I refuse to be friendly with people who think Heathenry is only open to the “right” kind of people. I refuse to be civil with people who advocate for harm to marginalized racial, ethnic and religious groups. I will not tolerate anyone supporting an ideology that endangers LGBT+ people, or who think gender roles are a rigid and non-negotiable truth. (Because they’re not.) I have absolutely no patience for people who cannot accept that disability is going to be something they’ll just have to deal with seeing in their lives. They’re in the wrong faith anyway, with our one-eyed and one-handed gods.
But it’s not enough to just say so. An inclusive stance is a reflection of your ethics, and any ethical stance without a standard of behavior and action to back it up loses its legitimacy. This is literally a fundamental rule of ethics. A non-prescriptive philosophy is an inactionable philosophy, and therefore useless.
Which is to say, you don’t simply make that announcement of inclusivity, or sign Declaration 127, and call it a day. Any kind of real change takes more time and work than just saying you’re safe. It’s a start. But you have to prove that. If you want to be trusted, you have to accept that people will distrust you until their concerns are satisfactorily addressed.
And I’m not saying you have to go physically fight people–diversity of tactics has a vital place. The point is, do what you are capable of, but do something.
We have a responsibility, as inclusivist Heathens, to vet people carefully. And then keep paying attention. It’s tiring. It takes time and effort. I keep an eye on people for several days or dig through months worth of their content before I reach out to them. I’m more obsessive about it, because I didn’t trust my judgement before. But it’s not unreasonable to spend 10 minutes skimming someone’s online trail to see what turns up. It really does need to be done.
It’s not just the Asatru Folk Assembly and Odinic Rite contributing to the problem, because not every racist or hateful Heathen is affiliated with them. Some of them are still hanging on in organizations that would love to think they’re progressive. And not all contributions to a problem are morally equivalent, either. Idealogical Puritanism is a destructive mentality that shuts out imperfect but promising allies, and misguided people who could be easily redirected. But it behooves us to know what’s going on, and what people’s concerns are, so we can address them effectively.

### Information supplied
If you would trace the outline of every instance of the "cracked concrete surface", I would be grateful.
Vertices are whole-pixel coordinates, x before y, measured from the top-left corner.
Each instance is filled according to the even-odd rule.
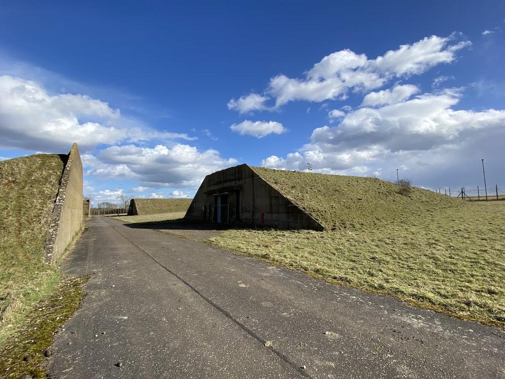
[[[108,218],[63,269],[54,377],[505,378],[498,329]]]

### Your tasks
**A)** Repeat the passage on inclusive Heathenry word for word, starting with "But it’s not enough" and going on through "but do something.".
**B)** Pick up the piece on inclusive Heathenry after its final sentence and carry it forward.
The listing is drawn from a different source than the text about inclusive Heathenry.

### Outputs in order
**A)**
But it’s not enough to just say so. An inclusive stance is a reflection of your ethics, and any ethical stance without a standard of behavior and action to back it up loses its legitimacy. This is literally a fundamental rule of ethics. A non-prescriptive philosophy is an inactionable philosophy, and therefore useless.
Which is to say, you don’t simply make that announcement of inclusivity, or sign Declaration 127, and call it a day. Any kind of real change takes more time and work than just saying you’re safe. It’s a start. But you have to prove that. If you want to be trusted, you have to accept that people will distrust you until their concerns are satisfactorily addressed.
And I’m not saying you have to go physically fight people–diversity of tactics has a vital place. The point is, do what you are capable of, but do something.

**B)**
And the big thing is white supremacy. If we don’t learn to recognize it, we let them network unchecked and continue to use Heathenry as a weapon. And it’s vital to remember that white supremacy is a value of the dominant culture and we all get trained to participate–if we don’t examine our own selves, and each other, we will end up perpetuating it. If we unwittingly broadcast that message, not knowing the underlying meaning, we help the more obviously aggressive and dangerous white supremacists do this. If we do not take the time to consider the source of our information, and we repeat standard white supremacist rhetoric, we become an active participant.
And people cannot trust us, though that’s among the lesser of our problems.
People won’t want to be part of our supposedly inclusive faith if we don’t work to make sure they feel welcome. If we boost messages from the racist contingent, intentionally or not, people won’t be able to tell who can actually be approached. If we let racists into the same spaces and events as marginalized people who are curious about, or already practicing our faith, we are enabling the former and endangering the latter. If we don’t make the effort to prove that we don’t tolerate that behavior, we can only blame ourselves if people don’t trust us. If we make it about ourselves, we’re failing to walk our talk.
When we create Heathen spaces, we take on the role of hosts. Our job is to set a nice table and give visitors somewhere comfortable to settle in.
Inviting people in without meeting their needs does not include them. It ultimately imposes upon them. And that’s bad hospitality.